— START OF Information supplied —
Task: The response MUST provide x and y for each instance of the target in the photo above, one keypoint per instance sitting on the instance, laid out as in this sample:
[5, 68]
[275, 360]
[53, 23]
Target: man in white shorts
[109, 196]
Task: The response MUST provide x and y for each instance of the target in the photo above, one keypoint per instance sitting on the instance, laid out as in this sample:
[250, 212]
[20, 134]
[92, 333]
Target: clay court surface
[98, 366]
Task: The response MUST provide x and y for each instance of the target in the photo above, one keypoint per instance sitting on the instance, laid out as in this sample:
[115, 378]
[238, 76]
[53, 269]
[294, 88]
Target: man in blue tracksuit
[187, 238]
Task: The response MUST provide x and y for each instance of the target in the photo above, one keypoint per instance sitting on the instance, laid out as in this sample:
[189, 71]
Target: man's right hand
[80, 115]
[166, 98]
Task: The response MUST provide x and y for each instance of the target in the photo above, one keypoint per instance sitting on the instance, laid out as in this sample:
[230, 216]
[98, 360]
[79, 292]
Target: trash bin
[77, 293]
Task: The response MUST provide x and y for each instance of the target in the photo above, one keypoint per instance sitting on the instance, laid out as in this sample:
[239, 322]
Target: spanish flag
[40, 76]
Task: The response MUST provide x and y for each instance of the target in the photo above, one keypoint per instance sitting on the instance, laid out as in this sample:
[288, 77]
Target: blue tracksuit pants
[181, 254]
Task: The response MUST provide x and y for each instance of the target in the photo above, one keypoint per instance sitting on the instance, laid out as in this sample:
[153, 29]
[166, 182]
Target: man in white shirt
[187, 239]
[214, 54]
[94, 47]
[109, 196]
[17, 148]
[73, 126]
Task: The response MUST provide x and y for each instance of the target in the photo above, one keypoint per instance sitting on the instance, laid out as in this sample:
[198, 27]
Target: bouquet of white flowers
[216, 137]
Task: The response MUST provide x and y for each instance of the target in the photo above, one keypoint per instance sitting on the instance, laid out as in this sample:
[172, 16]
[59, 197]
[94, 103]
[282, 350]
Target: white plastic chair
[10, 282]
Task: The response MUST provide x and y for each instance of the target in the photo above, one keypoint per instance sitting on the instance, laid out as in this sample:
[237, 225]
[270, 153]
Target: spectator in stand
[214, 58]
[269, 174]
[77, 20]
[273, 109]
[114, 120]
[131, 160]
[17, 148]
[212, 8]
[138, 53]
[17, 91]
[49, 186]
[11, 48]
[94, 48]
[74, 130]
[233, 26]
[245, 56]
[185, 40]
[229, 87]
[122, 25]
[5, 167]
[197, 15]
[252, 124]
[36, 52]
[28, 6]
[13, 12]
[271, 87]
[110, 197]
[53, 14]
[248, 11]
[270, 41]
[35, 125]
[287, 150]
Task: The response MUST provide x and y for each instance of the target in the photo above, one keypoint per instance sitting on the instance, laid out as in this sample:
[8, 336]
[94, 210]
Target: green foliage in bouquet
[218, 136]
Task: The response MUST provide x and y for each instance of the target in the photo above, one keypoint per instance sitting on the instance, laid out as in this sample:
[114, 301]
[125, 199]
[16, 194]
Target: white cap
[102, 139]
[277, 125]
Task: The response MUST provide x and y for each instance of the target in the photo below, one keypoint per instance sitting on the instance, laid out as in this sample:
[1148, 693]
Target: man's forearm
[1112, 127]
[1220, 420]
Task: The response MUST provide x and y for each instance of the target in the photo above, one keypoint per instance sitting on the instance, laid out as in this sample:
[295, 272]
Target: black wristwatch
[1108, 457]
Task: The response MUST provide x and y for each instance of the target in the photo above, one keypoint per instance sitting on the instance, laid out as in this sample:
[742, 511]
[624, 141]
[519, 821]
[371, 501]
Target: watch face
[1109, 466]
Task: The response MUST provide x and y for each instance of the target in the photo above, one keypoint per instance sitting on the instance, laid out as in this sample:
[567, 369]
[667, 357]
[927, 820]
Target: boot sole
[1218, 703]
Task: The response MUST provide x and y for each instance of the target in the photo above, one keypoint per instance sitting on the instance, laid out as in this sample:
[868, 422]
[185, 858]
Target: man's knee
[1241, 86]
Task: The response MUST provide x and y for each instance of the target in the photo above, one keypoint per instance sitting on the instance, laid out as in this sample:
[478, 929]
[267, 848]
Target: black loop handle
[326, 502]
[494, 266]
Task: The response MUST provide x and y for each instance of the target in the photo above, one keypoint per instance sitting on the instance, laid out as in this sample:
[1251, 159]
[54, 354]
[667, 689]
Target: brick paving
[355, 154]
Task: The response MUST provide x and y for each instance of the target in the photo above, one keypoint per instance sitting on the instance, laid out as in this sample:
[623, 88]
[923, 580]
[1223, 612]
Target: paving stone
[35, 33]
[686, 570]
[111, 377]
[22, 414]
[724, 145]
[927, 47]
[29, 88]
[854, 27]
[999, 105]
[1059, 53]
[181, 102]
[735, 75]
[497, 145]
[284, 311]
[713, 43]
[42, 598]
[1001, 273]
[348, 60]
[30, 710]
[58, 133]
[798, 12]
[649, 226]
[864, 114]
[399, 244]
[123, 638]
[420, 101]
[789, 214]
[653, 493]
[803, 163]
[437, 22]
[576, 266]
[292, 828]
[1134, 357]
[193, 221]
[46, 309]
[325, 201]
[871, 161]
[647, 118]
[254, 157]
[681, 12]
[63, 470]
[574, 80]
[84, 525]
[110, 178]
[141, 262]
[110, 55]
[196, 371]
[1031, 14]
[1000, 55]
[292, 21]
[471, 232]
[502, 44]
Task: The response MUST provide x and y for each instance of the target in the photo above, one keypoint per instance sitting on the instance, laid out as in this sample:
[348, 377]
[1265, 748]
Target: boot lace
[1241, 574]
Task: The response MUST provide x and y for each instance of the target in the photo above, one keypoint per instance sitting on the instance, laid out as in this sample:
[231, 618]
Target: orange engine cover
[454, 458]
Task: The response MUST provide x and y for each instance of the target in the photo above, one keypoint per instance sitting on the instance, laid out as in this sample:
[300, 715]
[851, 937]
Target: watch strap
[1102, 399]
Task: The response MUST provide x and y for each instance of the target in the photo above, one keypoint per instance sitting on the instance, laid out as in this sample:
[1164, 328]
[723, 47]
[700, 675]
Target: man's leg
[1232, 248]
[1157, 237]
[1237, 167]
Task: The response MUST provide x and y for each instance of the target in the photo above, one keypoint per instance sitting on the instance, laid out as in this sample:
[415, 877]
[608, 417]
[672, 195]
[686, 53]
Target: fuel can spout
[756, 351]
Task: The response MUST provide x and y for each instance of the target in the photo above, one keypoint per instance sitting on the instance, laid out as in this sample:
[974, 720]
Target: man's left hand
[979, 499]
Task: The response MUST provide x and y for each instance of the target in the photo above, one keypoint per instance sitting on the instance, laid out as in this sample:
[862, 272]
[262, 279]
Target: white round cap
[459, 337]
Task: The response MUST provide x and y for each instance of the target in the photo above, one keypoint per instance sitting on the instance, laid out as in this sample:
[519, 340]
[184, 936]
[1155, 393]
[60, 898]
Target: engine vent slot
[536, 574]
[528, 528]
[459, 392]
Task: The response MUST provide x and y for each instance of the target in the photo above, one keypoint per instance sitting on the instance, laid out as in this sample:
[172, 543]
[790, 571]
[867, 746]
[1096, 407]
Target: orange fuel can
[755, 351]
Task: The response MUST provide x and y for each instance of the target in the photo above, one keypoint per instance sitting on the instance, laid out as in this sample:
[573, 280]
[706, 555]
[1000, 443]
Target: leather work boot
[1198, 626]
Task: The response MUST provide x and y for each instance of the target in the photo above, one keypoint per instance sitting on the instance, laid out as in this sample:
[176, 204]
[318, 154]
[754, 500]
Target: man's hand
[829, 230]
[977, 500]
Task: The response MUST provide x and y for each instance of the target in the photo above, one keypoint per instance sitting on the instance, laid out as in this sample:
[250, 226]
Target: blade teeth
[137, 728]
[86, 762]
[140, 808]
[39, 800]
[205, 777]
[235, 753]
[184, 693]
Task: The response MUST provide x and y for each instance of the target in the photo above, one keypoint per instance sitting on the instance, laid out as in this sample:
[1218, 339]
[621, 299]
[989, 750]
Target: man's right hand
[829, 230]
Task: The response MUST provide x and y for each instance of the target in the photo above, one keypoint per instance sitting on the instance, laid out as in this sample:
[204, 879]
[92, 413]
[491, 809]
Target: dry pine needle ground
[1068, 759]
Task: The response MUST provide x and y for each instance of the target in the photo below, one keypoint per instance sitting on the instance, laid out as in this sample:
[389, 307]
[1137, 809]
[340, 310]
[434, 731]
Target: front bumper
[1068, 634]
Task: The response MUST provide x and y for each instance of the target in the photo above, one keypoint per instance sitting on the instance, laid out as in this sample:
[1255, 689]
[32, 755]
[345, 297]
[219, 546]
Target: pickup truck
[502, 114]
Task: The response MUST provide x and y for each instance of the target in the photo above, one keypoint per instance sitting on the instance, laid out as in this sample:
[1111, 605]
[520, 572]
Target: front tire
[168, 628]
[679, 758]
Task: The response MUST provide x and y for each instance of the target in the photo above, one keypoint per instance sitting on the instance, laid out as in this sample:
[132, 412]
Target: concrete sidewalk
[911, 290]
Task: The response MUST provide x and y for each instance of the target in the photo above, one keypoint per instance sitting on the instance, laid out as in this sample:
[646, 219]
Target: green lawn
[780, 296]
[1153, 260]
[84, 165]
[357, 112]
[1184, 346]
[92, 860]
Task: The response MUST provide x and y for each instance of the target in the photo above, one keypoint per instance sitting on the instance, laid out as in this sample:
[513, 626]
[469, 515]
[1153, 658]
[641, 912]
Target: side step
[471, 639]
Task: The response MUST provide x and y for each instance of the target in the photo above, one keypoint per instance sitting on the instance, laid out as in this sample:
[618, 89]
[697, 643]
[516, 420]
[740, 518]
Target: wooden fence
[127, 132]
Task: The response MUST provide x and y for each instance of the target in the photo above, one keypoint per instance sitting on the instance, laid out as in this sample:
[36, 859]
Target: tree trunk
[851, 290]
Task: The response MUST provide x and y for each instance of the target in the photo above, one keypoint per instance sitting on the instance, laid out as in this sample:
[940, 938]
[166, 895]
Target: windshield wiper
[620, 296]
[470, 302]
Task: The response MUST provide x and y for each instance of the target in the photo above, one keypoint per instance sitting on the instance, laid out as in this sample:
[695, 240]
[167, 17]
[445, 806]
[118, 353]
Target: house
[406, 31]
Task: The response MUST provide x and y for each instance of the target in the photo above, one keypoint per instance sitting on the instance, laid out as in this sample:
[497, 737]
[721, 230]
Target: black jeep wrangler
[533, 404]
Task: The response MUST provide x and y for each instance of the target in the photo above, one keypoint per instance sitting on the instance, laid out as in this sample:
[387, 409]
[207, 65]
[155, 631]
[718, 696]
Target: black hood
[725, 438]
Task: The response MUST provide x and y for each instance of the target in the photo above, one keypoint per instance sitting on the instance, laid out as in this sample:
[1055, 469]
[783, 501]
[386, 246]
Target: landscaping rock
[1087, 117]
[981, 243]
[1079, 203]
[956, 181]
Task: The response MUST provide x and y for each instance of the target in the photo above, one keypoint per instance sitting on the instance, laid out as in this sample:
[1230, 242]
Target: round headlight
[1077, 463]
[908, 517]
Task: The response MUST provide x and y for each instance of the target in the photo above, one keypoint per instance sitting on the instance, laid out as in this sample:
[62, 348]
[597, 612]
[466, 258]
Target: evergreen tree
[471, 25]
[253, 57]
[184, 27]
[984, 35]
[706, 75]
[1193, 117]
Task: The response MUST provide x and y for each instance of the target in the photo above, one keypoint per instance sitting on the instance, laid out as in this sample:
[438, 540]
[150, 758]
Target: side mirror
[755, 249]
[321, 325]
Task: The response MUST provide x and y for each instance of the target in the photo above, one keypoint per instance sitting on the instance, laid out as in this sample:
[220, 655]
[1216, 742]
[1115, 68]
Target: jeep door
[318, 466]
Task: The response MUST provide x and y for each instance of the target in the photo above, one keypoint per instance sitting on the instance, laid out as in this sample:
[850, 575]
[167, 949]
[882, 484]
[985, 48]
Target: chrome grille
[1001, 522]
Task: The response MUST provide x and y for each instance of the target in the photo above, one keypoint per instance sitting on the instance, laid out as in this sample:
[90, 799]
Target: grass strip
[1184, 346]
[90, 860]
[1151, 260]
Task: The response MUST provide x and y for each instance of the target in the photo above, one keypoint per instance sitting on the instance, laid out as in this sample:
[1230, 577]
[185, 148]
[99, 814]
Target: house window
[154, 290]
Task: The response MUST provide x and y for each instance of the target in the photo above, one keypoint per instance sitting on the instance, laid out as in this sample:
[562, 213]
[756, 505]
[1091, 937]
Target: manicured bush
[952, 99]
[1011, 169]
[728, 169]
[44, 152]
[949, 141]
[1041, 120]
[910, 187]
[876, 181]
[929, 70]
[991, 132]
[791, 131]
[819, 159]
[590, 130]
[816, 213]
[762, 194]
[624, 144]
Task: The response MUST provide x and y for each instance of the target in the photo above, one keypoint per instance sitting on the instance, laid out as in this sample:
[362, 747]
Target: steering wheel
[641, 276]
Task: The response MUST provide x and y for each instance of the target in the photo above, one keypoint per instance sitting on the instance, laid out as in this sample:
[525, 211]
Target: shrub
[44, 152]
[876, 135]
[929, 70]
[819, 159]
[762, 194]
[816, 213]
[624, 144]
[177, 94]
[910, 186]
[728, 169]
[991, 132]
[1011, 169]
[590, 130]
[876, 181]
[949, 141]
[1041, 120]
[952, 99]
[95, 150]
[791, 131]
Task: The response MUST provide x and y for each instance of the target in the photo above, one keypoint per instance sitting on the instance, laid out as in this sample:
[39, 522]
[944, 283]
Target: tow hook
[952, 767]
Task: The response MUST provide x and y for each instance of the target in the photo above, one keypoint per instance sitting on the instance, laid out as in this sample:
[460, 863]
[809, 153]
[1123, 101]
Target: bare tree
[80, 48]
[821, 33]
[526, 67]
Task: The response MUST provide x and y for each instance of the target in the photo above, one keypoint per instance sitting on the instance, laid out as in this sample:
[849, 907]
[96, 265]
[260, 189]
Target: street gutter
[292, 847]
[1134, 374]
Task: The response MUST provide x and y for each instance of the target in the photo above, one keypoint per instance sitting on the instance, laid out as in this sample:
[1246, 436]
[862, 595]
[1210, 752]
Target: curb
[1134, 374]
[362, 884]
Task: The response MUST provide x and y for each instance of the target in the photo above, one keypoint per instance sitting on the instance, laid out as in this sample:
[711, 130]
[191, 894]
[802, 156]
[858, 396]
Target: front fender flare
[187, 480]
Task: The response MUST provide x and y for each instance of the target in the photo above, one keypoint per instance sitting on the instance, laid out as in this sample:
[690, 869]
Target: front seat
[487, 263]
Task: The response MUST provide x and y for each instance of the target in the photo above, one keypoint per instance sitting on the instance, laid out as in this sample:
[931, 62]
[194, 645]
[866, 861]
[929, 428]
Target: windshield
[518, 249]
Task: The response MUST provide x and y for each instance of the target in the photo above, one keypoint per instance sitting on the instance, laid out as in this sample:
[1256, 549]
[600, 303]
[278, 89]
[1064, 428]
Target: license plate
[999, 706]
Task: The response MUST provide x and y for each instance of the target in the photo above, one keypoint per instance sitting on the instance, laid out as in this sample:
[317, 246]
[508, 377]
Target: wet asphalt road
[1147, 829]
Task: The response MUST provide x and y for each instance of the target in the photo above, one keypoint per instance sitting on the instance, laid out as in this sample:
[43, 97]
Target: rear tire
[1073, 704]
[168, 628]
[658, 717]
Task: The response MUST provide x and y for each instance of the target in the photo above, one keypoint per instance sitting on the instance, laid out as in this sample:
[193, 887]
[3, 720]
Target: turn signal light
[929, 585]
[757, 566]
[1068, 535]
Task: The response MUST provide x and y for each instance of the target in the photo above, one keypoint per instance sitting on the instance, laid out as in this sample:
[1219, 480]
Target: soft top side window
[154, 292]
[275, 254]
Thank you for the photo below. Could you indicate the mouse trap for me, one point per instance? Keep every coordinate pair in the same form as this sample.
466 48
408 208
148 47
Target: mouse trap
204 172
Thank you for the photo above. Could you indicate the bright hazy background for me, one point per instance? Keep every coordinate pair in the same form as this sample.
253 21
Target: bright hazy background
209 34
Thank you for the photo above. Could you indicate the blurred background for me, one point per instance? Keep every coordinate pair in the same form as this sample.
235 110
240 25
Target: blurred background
— END OF Information supplied —
Output the lines from the line containing "Thank you for the photo below." to the end, both included; add nothing.

Thank you for the photo below. Could you indicate the mouse trap for me, one point per instance? Keep every coordinate pair in the same form as this sample.
466 48
408 208
148 47
Target: mouse trap
204 172
Thank you for the photo above. Could you indicate the bright hazy background for me, one point per instance? Keep every coordinate pair in the same form as this sample.
253 21
Target: bright hazy background
209 34
Thank you for the photo above. Could you indicate the blurred background for me, one point per instance? Keep every coordinate pair in the same form as this sample.
235 110
240 25
Target: blurred background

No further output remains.